#### Material for this task:

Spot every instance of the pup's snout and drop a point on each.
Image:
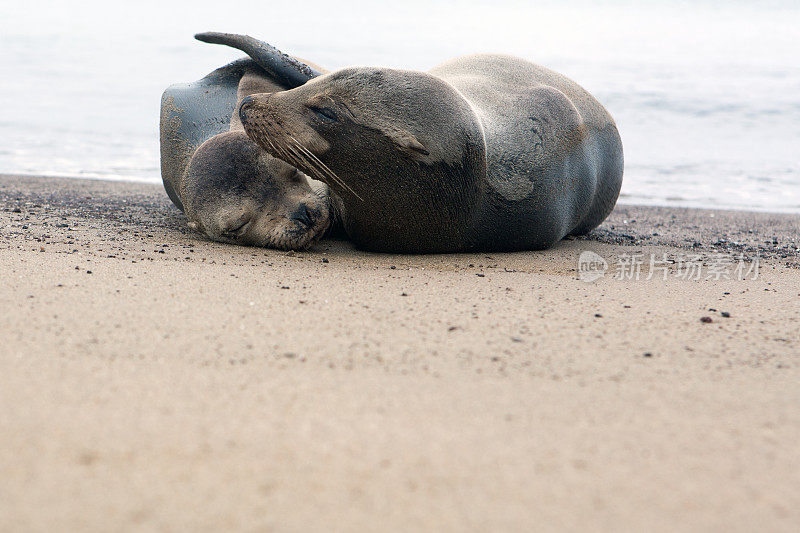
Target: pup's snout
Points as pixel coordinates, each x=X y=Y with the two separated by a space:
x=303 y=215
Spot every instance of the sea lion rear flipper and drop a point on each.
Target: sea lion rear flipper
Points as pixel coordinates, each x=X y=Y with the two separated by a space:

#### Task instructions:
Restate word for word the lines from the one holding "Spot every instance of the sea" to the end of the listing, both ends included, and nothing more.

#### Answer to this task:
Spot every instance of the sea lion rear flipper and drop a point on each.
Target: sea lion rear flipper
Points as pixel coordinates, each x=X y=Y with the two separated by a space:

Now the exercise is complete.